Excerpts from a point-labeling dataset:
* * * * * * * * *

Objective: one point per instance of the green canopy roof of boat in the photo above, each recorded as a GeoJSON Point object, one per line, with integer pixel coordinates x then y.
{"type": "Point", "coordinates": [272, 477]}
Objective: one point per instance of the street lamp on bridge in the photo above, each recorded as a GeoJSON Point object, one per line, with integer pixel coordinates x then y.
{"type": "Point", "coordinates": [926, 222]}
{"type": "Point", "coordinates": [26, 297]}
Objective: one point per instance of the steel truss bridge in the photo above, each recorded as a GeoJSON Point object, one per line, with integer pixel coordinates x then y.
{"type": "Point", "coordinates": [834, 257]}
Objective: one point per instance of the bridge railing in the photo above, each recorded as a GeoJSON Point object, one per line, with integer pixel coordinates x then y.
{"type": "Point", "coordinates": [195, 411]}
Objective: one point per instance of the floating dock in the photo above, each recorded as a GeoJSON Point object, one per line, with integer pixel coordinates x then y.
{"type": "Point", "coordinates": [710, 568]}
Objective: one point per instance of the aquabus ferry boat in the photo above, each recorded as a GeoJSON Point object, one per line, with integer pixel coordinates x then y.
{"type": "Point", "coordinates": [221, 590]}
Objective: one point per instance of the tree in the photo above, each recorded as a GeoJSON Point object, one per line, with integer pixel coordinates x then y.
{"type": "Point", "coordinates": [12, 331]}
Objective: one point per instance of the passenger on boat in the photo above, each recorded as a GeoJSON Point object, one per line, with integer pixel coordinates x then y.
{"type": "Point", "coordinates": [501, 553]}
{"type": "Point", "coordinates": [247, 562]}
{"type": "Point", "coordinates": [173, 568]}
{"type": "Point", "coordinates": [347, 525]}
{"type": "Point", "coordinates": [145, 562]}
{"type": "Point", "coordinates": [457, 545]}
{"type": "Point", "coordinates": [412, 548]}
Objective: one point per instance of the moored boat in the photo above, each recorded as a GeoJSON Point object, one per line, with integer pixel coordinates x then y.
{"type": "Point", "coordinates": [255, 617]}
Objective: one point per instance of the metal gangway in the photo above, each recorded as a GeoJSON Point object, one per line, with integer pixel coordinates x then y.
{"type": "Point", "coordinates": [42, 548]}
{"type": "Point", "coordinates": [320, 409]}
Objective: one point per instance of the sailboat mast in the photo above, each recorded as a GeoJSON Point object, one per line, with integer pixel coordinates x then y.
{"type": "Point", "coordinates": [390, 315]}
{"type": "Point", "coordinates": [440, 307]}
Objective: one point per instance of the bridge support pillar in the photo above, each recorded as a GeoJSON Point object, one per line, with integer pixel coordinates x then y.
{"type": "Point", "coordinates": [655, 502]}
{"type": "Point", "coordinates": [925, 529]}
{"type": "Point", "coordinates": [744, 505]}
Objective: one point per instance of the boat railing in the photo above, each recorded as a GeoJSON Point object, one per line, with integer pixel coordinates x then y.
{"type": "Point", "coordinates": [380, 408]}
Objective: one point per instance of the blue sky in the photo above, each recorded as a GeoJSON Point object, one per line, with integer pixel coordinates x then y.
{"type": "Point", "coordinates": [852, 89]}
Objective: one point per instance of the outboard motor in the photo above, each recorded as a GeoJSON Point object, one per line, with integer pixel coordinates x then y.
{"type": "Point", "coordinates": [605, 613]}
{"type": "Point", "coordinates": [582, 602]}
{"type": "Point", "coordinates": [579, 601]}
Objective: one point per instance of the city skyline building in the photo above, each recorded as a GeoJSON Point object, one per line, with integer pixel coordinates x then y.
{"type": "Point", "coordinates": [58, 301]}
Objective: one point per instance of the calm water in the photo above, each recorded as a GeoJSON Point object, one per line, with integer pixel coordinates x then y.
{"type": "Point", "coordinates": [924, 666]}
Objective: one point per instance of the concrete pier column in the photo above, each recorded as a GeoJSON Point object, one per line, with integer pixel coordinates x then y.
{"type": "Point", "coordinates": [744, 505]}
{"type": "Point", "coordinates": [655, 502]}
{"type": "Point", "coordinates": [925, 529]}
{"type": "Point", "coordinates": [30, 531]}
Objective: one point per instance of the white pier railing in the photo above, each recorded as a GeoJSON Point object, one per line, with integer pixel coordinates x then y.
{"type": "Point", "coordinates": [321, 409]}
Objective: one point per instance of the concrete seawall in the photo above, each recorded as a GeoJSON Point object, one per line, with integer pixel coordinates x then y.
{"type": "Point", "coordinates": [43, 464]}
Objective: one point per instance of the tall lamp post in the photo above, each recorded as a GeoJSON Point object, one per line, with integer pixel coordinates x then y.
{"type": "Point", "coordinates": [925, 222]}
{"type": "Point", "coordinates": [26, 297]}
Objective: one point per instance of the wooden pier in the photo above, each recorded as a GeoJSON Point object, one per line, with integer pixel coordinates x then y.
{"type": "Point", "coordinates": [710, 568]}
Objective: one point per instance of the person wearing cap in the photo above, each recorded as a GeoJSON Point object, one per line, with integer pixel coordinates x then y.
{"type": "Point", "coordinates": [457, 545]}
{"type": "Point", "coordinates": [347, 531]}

* * * * * * * * *

Recast the records above as a JSON list of strings, with one string per line and no blank lines.

ANSWER TO THIS EXERCISE:
[
  "Objective: one point per instance of the green canopy roof of boat in the photo above, each recorded as a GeoJSON Point object, one per line, with integer pixel coordinates x then y.",
  "{\"type\": \"Point\", \"coordinates\": [272, 477]}",
  "Objective: one point per instance of the street lamp on bridge in the photo above, each recorded as a GeoJSON Point object, one per line, with integer pixel coordinates x then y.",
  "{\"type\": \"Point\", \"coordinates\": [926, 222]}",
  "{\"type\": \"Point\", \"coordinates\": [26, 297]}",
  "Objective: one point per instance of the steel truss bridge in the photo above, each recorded as a GeoJSON Point object, one per line, with integer pixel coordinates x then y.",
  "{\"type\": \"Point\", \"coordinates\": [834, 257]}",
  "Objective: one point per instance of the bridge railing in the photo above, each recorded as a GeoJSON Point object, one per line, with integer pixel coordinates x then y.",
  "{\"type\": \"Point\", \"coordinates\": [195, 411]}",
  "Objective: one point per instance of the floating dock in the photo above, each recorded as a GeoJSON Point object, one per line, with integer pixel coordinates x then y.",
  "{\"type\": \"Point\", \"coordinates\": [710, 568]}",
  "Objective: one point per instance of the aquabus ferry boat in the photo above, each recorded as a GeoJSON Point object, one per line, with integer pixel coordinates x then y.",
  "{\"type\": \"Point\", \"coordinates\": [221, 590]}",
  "Objective: one point per instance of the tree in the photo above, each recorded as a GeoJSON Point object, one per line, with integer pixel coordinates x then y.",
  "{\"type\": \"Point\", \"coordinates\": [12, 331]}",
  "Objective: one point per instance of the passenger on boat in the photo above, each recorded as a GeoJSON Point object, one per line, with integer pixel coordinates x then y.",
  "{\"type\": \"Point\", \"coordinates\": [501, 553]}",
  "{\"type\": \"Point\", \"coordinates\": [247, 562]}",
  "{\"type\": \"Point\", \"coordinates\": [173, 568]}",
  "{\"type\": \"Point\", \"coordinates\": [347, 525]}",
  "{\"type\": \"Point\", \"coordinates\": [145, 562]}",
  "{\"type\": \"Point\", \"coordinates\": [457, 545]}",
  "{\"type\": \"Point\", \"coordinates\": [412, 548]}",
  "Objective: one point per instance of the moored boat in the photo above, each recorded as a GeoJSON Point object, one per line, with integer pixel coordinates x then y.",
  "{\"type\": \"Point\", \"coordinates\": [255, 617]}",
  "Objective: one point per instance of the metal gangway in the photo above, each recorded as a GeoJSON Point object, one per line, with integer pixel coordinates x then y.",
  "{\"type\": \"Point\", \"coordinates\": [42, 548]}",
  "{\"type\": \"Point\", \"coordinates\": [320, 409]}",
  "Objective: one point per instance of the sailboat mast in the photo above, each recorded as a GeoJSON Point object, one per line, with integer pixel coordinates x then y.",
  "{\"type\": \"Point\", \"coordinates\": [390, 315]}",
  "{\"type\": \"Point\", \"coordinates\": [440, 307]}",
  "Objective: one point per instance of the bridge support pillar in the photo above, each recorded as a GeoJSON Point object, one per line, with integer pixel coordinates x then y.",
  "{\"type\": \"Point\", \"coordinates\": [655, 502]}",
  "{\"type\": \"Point\", \"coordinates\": [925, 529]}",
  "{\"type\": \"Point\", \"coordinates\": [744, 505]}",
  "Objective: one point per instance of the boat railing in the photo above, each recorded as a GeoJSON Point object, one per line, with integer pixel coordinates x then y.",
  "{\"type\": \"Point\", \"coordinates\": [380, 408]}",
  "Objective: one point per instance of the blue sky in the photo above, each recorded as a GeoJSON Point object, one per line, with integer pixel coordinates x then y.",
  "{\"type\": \"Point\", \"coordinates\": [852, 89]}",
  "Objective: one point per instance of the outboard motor in the photo above, each recorded as a GeoJSON Point object, one per line, with integer pixel coordinates x then y.",
  "{\"type\": \"Point\", \"coordinates\": [605, 613]}",
  "{\"type\": \"Point\", \"coordinates\": [582, 602]}",
  "{\"type\": \"Point\", \"coordinates\": [579, 601]}",
  "Objective: one point per instance of the city skyline building in the photo above, each recorded as a GeoJSON Point object, one per line, with integer pixel coordinates x then y.",
  "{\"type\": \"Point\", \"coordinates\": [58, 301]}",
  "Objective: one point per instance of the calm water in the photo above, each recorded as a GeoJSON Point object, one per line, with integer pixel coordinates x then y.",
  "{\"type\": \"Point\", \"coordinates\": [924, 666]}",
  "Objective: one point per instance of the concrete pier column in the photo above, each recorded as a GeoJSON Point object, one per line, with integer pixel coordinates x then y.",
  "{\"type\": \"Point\", \"coordinates\": [744, 505]}",
  "{\"type\": \"Point\", \"coordinates\": [655, 502]}",
  "{\"type\": \"Point\", \"coordinates\": [925, 529]}",
  "{\"type\": \"Point\", \"coordinates\": [30, 531]}",
  "Objective: one point per instance of the white pier railing in the photo above, each recorded as a GeoJSON Point object, one per line, with integer pixel coordinates x then y.",
  "{\"type\": \"Point\", \"coordinates\": [321, 409]}",
  "Objective: one point per instance of the concrete seawall in the photo above, each recorded as a GeoJSON Point object, one per line, with integer pixel coordinates x then y.",
  "{\"type\": \"Point\", \"coordinates\": [43, 464]}",
  "Objective: one point per instance of the tall lamp post in the photo above, each recorded as a GeoJSON Point object, one per line, with integer pixel coordinates x then y.",
  "{\"type\": \"Point\", \"coordinates\": [925, 222]}",
  "{\"type\": \"Point\", \"coordinates\": [26, 297]}",
  "Objective: one point per instance of the wooden pier in the photo above, each recorded as a GeoJSON Point object, one per line, with integer pixel coordinates x then y.",
  "{\"type\": \"Point\", \"coordinates\": [710, 568]}",
  "Objective: one point per instance of the person wearing cap in the photo above, each recorded as a GeoJSON Point object, one per line, with integer pixel coordinates x then y.",
  "{\"type\": \"Point\", \"coordinates\": [457, 545]}",
  "{\"type\": \"Point\", \"coordinates\": [347, 531]}"
]